-- Exercise --
Copy every line of the entries that has the string "road" in it.

-- Entries taken from a collection --

'''

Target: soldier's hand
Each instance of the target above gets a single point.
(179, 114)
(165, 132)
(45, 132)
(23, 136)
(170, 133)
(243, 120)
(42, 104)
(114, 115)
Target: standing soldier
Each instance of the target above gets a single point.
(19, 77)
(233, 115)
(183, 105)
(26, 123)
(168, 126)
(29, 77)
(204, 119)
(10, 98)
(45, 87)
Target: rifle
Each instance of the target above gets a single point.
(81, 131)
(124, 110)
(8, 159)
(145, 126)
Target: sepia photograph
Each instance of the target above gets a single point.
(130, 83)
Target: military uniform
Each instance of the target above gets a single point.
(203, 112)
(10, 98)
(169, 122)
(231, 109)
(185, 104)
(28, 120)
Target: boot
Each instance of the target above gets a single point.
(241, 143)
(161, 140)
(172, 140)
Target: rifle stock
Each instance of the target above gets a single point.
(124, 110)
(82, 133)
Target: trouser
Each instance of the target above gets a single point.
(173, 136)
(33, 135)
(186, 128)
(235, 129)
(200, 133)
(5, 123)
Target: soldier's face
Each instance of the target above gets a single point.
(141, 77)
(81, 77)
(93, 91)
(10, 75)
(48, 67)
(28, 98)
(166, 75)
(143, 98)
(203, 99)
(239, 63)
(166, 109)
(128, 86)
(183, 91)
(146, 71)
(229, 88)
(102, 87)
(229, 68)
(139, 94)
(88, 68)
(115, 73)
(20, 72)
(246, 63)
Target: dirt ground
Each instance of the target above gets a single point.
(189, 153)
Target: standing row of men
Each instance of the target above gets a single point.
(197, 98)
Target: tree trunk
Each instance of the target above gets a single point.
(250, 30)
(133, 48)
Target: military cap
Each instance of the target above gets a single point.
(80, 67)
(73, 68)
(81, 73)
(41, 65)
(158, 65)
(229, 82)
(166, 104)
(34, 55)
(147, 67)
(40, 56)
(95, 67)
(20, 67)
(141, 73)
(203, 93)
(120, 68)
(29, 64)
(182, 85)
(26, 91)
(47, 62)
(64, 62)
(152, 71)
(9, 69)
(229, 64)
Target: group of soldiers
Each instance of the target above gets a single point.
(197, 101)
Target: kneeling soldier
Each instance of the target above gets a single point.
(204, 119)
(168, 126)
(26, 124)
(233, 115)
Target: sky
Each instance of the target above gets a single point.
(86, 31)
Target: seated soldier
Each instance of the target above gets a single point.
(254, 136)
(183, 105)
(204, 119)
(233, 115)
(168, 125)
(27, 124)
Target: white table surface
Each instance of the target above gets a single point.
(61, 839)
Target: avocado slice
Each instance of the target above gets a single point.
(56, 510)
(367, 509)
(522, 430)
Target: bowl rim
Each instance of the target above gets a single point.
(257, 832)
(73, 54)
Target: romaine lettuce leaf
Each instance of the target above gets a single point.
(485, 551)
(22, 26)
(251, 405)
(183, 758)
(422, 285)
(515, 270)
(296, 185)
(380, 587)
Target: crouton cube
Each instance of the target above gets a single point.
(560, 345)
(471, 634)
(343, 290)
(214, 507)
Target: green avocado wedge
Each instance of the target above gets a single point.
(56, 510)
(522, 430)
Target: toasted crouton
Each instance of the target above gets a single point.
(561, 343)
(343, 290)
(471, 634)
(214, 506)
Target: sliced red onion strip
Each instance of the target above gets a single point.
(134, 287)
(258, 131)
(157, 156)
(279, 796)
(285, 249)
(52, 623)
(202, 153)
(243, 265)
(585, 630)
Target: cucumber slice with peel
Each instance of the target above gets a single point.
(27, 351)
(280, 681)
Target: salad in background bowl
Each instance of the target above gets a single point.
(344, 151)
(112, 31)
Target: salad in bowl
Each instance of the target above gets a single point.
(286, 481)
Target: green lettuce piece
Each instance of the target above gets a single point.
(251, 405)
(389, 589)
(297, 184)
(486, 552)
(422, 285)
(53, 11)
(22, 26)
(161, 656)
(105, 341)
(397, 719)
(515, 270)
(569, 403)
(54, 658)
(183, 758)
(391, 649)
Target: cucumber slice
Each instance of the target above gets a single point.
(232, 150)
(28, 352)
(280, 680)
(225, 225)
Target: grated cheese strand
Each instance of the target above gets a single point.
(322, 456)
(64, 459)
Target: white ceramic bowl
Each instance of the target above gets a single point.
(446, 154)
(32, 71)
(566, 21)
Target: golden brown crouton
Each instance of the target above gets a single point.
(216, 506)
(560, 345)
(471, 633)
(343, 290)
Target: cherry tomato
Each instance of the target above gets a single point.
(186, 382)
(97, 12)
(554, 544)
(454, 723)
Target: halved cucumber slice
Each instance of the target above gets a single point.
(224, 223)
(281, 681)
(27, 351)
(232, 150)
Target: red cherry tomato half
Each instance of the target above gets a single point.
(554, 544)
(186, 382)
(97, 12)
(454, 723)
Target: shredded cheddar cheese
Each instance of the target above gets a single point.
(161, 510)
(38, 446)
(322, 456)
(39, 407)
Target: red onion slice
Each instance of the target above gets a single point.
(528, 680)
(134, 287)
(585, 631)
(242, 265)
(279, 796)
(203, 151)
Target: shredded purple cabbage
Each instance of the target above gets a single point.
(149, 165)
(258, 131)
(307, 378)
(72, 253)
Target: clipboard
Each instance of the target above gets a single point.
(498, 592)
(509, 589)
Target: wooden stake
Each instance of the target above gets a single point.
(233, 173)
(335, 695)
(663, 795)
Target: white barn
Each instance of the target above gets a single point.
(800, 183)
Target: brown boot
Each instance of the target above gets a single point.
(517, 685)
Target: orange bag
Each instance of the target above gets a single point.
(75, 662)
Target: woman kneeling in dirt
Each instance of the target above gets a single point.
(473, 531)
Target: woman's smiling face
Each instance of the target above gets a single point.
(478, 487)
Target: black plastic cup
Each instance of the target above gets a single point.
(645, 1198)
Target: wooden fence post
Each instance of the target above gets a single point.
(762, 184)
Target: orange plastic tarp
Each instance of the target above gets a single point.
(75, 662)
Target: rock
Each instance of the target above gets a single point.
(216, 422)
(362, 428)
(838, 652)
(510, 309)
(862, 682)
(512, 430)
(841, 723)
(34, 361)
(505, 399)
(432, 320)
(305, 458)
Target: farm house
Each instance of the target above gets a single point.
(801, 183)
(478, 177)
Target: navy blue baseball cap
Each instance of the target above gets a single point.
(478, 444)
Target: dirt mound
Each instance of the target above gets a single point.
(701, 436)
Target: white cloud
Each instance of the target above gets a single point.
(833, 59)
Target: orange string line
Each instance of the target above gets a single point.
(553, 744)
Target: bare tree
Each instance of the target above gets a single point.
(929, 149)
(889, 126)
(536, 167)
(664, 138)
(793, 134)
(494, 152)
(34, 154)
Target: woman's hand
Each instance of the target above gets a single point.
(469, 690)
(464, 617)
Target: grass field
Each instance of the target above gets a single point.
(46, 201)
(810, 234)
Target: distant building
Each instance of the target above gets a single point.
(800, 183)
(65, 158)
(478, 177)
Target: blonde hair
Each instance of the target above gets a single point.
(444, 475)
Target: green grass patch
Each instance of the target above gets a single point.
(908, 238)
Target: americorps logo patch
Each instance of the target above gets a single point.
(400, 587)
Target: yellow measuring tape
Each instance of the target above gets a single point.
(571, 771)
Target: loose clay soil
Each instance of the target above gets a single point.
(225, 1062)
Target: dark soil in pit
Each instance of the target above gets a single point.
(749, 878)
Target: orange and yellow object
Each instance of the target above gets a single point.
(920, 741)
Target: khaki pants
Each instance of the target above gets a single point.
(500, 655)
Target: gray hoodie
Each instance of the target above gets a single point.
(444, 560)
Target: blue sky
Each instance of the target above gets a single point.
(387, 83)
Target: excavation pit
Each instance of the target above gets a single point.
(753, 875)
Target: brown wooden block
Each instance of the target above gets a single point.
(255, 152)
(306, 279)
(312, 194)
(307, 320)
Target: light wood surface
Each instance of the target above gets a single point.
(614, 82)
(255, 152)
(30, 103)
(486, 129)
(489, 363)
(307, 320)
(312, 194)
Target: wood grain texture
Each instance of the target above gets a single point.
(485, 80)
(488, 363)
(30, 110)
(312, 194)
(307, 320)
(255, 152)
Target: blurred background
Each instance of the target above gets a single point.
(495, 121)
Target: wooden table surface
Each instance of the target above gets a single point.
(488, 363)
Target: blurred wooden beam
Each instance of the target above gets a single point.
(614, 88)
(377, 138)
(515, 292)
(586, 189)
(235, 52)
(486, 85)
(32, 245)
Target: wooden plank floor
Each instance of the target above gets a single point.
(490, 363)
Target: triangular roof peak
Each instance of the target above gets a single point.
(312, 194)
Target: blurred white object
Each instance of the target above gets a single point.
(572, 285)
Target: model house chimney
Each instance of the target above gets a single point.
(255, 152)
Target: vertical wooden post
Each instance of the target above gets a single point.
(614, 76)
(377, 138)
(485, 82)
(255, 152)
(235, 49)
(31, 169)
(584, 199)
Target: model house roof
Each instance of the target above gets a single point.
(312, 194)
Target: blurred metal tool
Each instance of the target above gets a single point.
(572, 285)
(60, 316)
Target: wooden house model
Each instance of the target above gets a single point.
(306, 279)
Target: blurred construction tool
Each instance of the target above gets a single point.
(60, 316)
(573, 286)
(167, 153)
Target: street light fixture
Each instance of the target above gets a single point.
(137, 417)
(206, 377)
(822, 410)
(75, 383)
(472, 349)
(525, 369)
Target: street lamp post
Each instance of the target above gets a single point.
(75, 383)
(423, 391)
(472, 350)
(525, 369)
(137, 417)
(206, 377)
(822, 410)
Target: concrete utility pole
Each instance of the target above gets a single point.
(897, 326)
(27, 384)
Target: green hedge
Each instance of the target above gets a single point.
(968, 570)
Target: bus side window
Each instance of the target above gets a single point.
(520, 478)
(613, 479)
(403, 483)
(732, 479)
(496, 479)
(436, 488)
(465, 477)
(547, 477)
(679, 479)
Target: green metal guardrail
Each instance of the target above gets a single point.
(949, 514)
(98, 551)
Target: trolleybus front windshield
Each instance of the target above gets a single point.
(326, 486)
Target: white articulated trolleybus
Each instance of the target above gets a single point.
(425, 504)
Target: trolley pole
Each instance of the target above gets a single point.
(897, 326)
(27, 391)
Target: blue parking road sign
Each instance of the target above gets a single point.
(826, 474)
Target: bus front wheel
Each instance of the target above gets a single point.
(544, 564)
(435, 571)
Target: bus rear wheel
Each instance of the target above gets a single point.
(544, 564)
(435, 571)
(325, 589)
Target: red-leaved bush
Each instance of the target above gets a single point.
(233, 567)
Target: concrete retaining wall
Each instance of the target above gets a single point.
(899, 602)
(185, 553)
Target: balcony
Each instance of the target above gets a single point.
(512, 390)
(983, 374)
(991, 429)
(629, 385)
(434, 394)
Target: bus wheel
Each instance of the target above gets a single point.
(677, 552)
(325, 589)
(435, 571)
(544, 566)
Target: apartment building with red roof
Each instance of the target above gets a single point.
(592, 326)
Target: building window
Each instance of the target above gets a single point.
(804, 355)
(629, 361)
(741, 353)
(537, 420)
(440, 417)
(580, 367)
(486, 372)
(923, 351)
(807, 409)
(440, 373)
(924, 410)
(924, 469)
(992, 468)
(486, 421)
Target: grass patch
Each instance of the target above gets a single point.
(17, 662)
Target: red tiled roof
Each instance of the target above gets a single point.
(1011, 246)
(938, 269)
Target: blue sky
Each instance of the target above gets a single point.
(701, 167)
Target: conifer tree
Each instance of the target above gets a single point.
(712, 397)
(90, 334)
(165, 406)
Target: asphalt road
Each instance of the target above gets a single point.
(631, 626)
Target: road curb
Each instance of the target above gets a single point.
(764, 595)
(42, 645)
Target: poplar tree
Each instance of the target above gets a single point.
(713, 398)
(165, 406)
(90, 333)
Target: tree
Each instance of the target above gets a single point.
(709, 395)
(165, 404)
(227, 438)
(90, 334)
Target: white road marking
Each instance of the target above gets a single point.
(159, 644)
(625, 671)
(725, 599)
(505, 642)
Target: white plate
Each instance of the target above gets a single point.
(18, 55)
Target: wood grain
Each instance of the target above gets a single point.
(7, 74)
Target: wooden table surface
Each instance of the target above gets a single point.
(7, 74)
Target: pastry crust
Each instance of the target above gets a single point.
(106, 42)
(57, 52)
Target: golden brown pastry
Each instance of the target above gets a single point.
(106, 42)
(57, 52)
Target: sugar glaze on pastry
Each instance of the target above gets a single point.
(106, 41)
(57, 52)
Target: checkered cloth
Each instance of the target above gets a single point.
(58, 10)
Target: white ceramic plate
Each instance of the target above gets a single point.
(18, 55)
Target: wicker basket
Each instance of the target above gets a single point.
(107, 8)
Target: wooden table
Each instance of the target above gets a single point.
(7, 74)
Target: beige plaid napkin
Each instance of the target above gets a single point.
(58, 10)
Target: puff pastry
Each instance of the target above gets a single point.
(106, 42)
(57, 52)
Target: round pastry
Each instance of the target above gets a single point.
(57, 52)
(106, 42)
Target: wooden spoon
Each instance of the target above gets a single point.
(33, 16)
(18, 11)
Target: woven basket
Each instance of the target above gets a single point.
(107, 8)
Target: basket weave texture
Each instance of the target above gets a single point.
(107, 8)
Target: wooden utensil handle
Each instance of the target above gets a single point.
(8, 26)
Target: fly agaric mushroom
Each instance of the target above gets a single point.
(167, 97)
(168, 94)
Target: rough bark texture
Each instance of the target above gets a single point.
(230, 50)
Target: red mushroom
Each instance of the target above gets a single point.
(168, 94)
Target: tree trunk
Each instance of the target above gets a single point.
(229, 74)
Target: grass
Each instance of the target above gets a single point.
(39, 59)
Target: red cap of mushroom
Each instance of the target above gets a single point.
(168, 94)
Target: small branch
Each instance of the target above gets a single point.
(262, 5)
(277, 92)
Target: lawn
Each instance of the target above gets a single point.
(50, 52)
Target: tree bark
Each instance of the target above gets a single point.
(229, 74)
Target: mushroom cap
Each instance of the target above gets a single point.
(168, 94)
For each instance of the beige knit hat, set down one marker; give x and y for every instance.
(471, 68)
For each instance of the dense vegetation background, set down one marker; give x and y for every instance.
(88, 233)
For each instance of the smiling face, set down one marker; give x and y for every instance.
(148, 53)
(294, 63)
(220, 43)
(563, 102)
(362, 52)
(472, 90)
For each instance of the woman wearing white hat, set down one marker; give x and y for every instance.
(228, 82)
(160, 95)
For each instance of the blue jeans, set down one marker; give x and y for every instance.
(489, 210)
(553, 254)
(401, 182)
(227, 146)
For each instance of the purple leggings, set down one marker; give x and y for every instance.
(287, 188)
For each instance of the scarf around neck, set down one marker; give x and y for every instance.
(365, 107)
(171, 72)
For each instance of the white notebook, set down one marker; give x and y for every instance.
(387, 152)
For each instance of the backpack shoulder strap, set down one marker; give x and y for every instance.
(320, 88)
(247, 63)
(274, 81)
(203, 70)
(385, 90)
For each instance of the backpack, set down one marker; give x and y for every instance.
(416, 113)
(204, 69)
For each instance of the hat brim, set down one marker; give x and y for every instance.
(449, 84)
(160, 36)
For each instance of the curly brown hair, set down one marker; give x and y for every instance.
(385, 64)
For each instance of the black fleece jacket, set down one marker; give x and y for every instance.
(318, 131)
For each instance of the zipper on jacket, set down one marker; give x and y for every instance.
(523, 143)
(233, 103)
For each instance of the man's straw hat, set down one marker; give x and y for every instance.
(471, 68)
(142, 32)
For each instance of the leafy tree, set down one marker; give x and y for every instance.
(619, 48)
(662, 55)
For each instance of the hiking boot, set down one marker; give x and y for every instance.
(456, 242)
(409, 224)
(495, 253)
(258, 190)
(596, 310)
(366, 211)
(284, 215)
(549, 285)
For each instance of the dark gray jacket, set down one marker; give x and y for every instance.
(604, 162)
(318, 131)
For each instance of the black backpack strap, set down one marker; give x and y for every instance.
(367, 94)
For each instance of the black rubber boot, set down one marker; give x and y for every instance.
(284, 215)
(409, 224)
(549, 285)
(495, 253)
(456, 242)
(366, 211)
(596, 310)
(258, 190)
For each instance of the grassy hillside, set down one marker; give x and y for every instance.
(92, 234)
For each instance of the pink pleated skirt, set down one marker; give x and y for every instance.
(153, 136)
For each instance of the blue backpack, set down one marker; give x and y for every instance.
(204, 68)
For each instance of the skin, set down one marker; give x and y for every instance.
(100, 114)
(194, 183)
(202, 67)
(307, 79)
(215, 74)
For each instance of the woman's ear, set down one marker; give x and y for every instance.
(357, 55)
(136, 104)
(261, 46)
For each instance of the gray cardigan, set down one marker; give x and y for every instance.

'''

-- Reply --
Target: blue parking road sign
Target: asphalt road
Target: road curb
Target: white road marking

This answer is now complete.